So you could, for example, take a 400 line C file, convert it to Zig, and have it import the .h files that the previous C file was including, and export an .h file for the rest of the codebase to look at. The compiler can turn this Zig file a .o file that integrates with the rest of the build. The part of the codebase written in Zig could benefit from the safety features, generics, and error handling features of the language while presenting the same interface to the rest of the codebase.

Now of course, if you already have a codebase written in 1 language, it's more complicated to introduce another. This is where the Zig build system comes into play. I'm working on this now, and it's a competitor to autotools, scons, cmake, make, and all those players. It's the Zig programming language with a declarative build system API built into the standard library with some basic tooling around it, and it ships with the compiler.

So if the Zig build system gets to the point where it is high quality enough to attract users and ubiquity in package managers, then a project which already uses Zig for its build system can start using it for its actual code without the penalty of adding a dependency.

--

• What this exercise asks:
1. Which build tools does the Zig passage name as competitors to the Zig build system?
2. Carry on the Zig passage from its final sentence.
The lines that come next are separate material, unrelated to the Zig passage.

• Collected material:
--

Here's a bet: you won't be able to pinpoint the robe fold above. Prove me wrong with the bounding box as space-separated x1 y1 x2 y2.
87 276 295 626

--

• Answers to the exercises:
1. Autotools, scons, cmake, and make.

2.
In conclusion, once Zig has reached a stable enough state, I would challenge the libcurl devs to consider, perhaps it could make sense to slowly, carefully, methodically transition to a newer language, if that language was friendly enough to the process.

2 comments

I don't know anything about Zig, but I believe that a good reason for cURL to be written in ANSI C is that even your toaster ships with a C compiler able to build the source code.
If that is in fact the reason for sticking with ANSI C then I would like to advocate for a language that compiles to C. In which case I would like to suggest Nim[1].

Of course, I don't think that curl should be rewritten in Nim. But since we are advocating for other languages I thought I would pitch in. If anything, writing new curl functionality in Nim would be the way to go. That is assuming that curl's author is unhappy with C, which does not seem to be the case.

1: https://nim-lang.org

If you depend on Zig then you only depend on Zig to produce a binary or library for any system.

If you depend on Nim then you depend on Nim, a C compiler, and a linker. And I hope your C compiler supports cross compiling out of the box. It probably doesn't.

> you depend on Nim, a C compiler, and a linker

It's a small number of build dependencies.

> I hope your C compiler supports cross compiling out of the box.

It does.

Does the LLVM not count as a dependency?
What does Zig have to offer over Rust's FFI[1]?

Also, it might be useful to know that HN's comment syntax isn't Markdown, though it shares a few features like indenting for code blocks and asterisks for italics. Markdown-style links are not supported.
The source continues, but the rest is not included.